SUPPLIED DATA:
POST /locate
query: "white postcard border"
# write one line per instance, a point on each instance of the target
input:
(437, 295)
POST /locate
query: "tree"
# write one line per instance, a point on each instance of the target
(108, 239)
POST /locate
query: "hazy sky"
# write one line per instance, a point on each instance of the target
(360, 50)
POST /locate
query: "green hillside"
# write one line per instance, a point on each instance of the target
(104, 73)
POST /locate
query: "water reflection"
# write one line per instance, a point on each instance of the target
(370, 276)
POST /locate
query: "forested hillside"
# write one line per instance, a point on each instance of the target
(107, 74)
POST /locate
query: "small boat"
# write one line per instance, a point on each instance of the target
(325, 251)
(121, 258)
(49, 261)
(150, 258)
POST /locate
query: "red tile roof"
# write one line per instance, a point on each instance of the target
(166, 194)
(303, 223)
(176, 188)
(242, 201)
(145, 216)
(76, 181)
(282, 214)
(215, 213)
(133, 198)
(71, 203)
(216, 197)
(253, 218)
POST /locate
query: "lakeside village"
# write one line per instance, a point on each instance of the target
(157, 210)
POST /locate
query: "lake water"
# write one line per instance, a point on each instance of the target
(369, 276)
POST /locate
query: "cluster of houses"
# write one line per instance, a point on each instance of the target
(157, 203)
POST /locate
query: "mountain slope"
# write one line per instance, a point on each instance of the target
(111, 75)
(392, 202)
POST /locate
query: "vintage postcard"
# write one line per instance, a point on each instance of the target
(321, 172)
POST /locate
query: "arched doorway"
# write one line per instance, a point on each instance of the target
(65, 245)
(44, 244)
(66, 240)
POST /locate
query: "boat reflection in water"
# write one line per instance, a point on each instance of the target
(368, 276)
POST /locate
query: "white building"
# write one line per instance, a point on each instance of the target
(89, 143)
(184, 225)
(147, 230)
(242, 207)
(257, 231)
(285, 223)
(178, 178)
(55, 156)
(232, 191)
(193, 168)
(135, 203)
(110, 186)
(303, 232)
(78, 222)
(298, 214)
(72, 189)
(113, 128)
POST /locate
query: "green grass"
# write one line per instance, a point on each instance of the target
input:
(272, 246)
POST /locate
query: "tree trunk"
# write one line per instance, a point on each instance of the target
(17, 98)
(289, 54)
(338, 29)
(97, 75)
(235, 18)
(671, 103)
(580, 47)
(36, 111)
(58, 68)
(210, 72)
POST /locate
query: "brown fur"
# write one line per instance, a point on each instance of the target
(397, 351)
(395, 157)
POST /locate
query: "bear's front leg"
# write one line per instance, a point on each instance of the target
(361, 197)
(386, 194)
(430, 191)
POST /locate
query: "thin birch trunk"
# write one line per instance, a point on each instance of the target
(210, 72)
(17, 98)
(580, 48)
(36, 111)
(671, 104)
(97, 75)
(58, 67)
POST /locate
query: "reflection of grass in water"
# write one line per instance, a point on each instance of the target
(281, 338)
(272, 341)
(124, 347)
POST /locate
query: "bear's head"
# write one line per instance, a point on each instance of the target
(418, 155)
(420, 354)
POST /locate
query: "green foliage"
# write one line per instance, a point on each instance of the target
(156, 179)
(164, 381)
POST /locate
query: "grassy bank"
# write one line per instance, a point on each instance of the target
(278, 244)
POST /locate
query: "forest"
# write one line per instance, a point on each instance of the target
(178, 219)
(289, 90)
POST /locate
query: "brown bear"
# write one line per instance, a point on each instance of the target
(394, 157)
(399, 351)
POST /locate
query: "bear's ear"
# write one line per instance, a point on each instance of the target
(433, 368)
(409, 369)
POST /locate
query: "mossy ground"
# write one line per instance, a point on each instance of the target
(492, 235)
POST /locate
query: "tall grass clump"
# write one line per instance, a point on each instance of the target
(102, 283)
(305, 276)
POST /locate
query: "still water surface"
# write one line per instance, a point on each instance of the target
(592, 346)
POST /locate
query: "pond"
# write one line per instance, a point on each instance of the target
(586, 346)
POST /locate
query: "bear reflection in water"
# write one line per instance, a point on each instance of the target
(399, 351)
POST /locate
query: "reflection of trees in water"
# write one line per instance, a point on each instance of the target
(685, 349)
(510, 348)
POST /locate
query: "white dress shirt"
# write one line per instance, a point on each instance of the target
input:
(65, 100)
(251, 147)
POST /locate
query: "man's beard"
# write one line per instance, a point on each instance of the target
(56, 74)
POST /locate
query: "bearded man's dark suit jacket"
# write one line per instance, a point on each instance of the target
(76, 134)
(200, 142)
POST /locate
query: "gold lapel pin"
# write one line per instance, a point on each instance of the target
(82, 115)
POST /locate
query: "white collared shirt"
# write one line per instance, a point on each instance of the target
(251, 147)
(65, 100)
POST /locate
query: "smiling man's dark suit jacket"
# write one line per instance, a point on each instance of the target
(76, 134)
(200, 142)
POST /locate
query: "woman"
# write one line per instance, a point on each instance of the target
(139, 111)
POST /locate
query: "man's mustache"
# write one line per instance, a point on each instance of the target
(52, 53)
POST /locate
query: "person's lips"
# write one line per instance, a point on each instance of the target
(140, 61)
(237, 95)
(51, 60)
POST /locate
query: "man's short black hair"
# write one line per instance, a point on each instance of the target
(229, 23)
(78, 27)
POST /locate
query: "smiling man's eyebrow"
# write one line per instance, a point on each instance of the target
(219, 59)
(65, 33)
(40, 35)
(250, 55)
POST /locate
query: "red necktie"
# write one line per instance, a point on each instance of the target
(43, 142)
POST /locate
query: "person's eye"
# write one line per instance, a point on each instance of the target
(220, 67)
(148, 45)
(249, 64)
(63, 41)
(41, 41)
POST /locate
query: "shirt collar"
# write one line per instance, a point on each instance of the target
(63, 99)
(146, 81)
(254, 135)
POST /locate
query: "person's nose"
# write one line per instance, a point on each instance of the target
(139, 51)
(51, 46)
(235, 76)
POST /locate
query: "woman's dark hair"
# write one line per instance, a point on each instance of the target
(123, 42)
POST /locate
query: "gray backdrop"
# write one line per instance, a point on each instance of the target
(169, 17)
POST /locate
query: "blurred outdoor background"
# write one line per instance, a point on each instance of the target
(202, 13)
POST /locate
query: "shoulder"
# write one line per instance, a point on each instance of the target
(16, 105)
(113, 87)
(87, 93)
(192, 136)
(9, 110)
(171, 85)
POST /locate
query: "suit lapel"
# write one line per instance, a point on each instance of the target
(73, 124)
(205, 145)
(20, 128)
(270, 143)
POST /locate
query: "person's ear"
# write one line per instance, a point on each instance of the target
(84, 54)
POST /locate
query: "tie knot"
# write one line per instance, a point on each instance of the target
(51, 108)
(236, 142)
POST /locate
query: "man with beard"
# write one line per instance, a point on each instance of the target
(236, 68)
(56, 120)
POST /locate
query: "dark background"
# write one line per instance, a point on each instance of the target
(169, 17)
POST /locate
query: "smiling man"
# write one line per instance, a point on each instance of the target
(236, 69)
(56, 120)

DIRECTIONS: Transcribe the lines above precisely, keeping each one unchanged.

TASK OUTPUT:
POST /locate
query: "white postcard border"
# write one line per instance, a point on each instance of the target
input:
(437, 295)
POST /locate
query: "tree"
# write one line per instance, a point on each instance of the target
(108, 239)
POST /locate
query: "hazy sky"
# write one line per instance, a point on each instance of the target
(360, 50)
POST /locate
query: "green hillside"
# write one line per instance, a point on each instance of the target
(104, 73)
POST /locate
query: "water reflection"
# write one line per instance, a point on each instance of the target
(370, 276)
POST /locate
query: "forested hillside"
# write one line per instance, a point on each instance of the target
(107, 74)
POST /locate
query: "small boat"
# write one line per instance, a point on each instance of the target
(325, 251)
(121, 258)
(49, 261)
(150, 258)
POST /locate
query: "red tile roof"
# write one line per instance, a point on each instance of the target
(166, 194)
(303, 223)
(176, 188)
(242, 201)
(145, 216)
(76, 181)
(282, 214)
(215, 213)
(133, 198)
(71, 203)
(216, 197)
(253, 218)
POST /locate
query: "lakeside village"
# write one line per instance, a point on each instance of the target
(157, 210)
POST /locate
query: "lake water"
# write one line per instance, a point on each instance of the target
(369, 276)
POST /locate
query: "cluster of houses"
# write one line per instance, a point on each instance of the target
(157, 203)
POST /locate
query: "mountain slope"
# write one line per instance, a point on each instance of the target
(111, 75)
(392, 202)
POST /locate
query: "vintage postcard"
# write one line per instance, a point on each instance of the target
(321, 172)
POST /locate
query: "arched doorway"
# write one line per instance, a point on each instance of the target
(65, 245)
(44, 244)
(66, 240)
POST /locate
query: "boat reflection in water"
# write one line per instance, a point on each instance of the target
(368, 276)
POST /locate
query: "white building"
# write one line per instance, a point on each instance of the target
(89, 143)
(184, 225)
(147, 230)
(242, 207)
(257, 231)
(285, 223)
(178, 178)
(55, 156)
(232, 191)
(193, 168)
(135, 203)
(110, 186)
(303, 232)
(78, 222)
(298, 214)
(72, 189)
(113, 128)
POST /locate
query: "green grass"
# write one line per instance, a point on each instance of the target
input:
(272, 246)
POST /locate
query: "tree trunk"
# write one line per instance, a point on each instance of the target
(17, 98)
(289, 54)
(338, 29)
(97, 75)
(235, 18)
(671, 103)
(580, 47)
(36, 111)
(58, 68)
(210, 72)
POST /locate
query: "brown fur"
# write one line per instance, a point on each instance of the target
(397, 351)
(395, 157)
POST /locate
query: "bear's front leg"
# write one line per instance, a point on each instance of the target
(361, 197)
(386, 194)
(430, 191)
POST /locate
query: "thin birch trunk"
# write one line per instance, a point on each instance of the target
(210, 72)
(17, 98)
(580, 48)
(36, 111)
(671, 104)
(97, 75)
(58, 67)
POST /locate
query: "reflection of grass in water"
# write one line per instance, a point on each instance of the target
(281, 338)
(272, 341)
(124, 347)
POST /locate
query: "bear's head"
# write one line per instance, a point on each instance of the target
(418, 155)
(420, 354)
POST /locate
query: "green foliage"
# write one line per instance, a point on each instance of the target
(156, 179)
(164, 381)
POST /locate
query: "grassy bank"
# write one line per instance, a point on each instance of the target
(278, 244)
POST /locate
query: "forest"
# write one line per instance, a point on each instance of the target
(178, 219)
(289, 90)
POST /locate
query: "brown bear"
# write one line per instance, a point on each instance of the target
(394, 157)
(399, 351)
POST /locate
query: "bear's ear"
# write one line per instance, a point on each instance of the target
(433, 368)
(409, 369)
POST /locate
query: "mossy ground"
# write one line per instance, a point on each instance of the target
(492, 235)
POST /locate
query: "tall grass clump"
# write one line per instance, a point on each instance of the target
(102, 283)
(305, 276)
POST /locate
query: "still water surface"
# write one line per instance, a point on each instance of the target
(592, 346)
POST /locate
query: "pond"
# write one line per instance, a point on each instance of the target
(586, 346)
POST /locate
query: "bear reflection in water"
# write one line per instance, a point on each instance of the target
(399, 351)
POST /locate
query: "reflection of trees in water"
# write one line per instance, a point on each instance of the target
(685, 349)
(510, 348)
POST /locate
query: "white dress shirt"
# write one line per instance, a point on each instance of the target
input:
(65, 100)
(251, 147)
POST /locate
query: "man's beard"
# write one line per instance, a point on each instance of the target
(56, 74)
POST /locate
query: "bearded man's dark suit jacket"
# write one line per instance, a point on each instance of the target
(76, 134)
(200, 142)
POST /locate
query: "gold lapel pin"
# write one line per instance, a point on each instance of the target
(82, 115)
POST /locate
query: "white collared shirt"
# write one line per instance, a point on each instance of the target
(251, 147)
(65, 100)
POST /locate
query: "smiling man's dark suit jacket"
# write one line per instance, a point on each instance of the target
(76, 134)
(200, 142)
POST /locate
query: "woman"
# write one line per instance, a point on each instance of the target
(139, 111)
POST /locate
query: "man's mustache"
# write one line per instance, a point on each instance of the target
(52, 53)
POST /locate
query: "person's lips"
# write one line per instance, a point on each instance of the target
(140, 61)
(237, 95)
(51, 60)
POST /locate
query: "man's short black hair"
# write one line per instance, a point on each instance of the target
(229, 23)
(78, 27)
POST /locate
query: "smiling man's eyebrow"
# write one line per instance, a point on each instance of the target
(219, 59)
(65, 33)
(40, 35)
(250, 55)
POST /locate
query: "red necktie"
# write one line per instance, a point on each instance of the target
(43, 142)
POST /locate
query: "person's eye"
# write one line per instance, a point on each instance of the target
(220, 67)
(148, 45)
(249, 64)
(63, 41)
(41, 41)
POST /locate
query: "shirt collar"
# write one line per instance, a point on each instance of the target
(63, 99)
(146, 81)
(254, 135)
POST /locate
query: "person's nose"
# write one line per instance, a point on each instance of the target
(139, 51)
(51, 46)
(235, 76)
POST /locate
query: "woman's dark hair"
# write one line per instance, a point on each instance of the target
(123, 42)
POST /locate
query: "gray backdrop"
# write one line per instance, a point on each instance of the target
(169, 17)
POST /locate
query: "blurred outdoor background"
# write one line per instance, a point on each instance of the target
(202, 13)
POST /locate
query: "shoulder"
# write one line per instance, a point on each instance of the target
(16, 105)
(113, 87)
(87, 93)
(192, 136)
(9, 110)
(171, 85)
POST /locate
query: "suit lapel"
# write one line per instance, a point on each instance of the target
(73, 124)
(205, 145)
(20, 128)
(270, 143)
POST /locate
query: "person's ear"
# write one line per instance, a point on each instance of the target
(84, 54)
POST /locate
query: "tie knot"
# write one line per instance, a point on each instance of the target
(51, 108)
(236, 142)
POST /locate
query: "man with beard"
# write one line per instance, a point on each instance of the target
(236, 68)
(56, 120)
POST /locate
query: "dark background"
# write one line per instance, a point on each instance of the target
(169, 17)
POST /locate
query: "smiling man"
# write one line per instance, a point on each instance of the target
(236, 69)
(56, 120)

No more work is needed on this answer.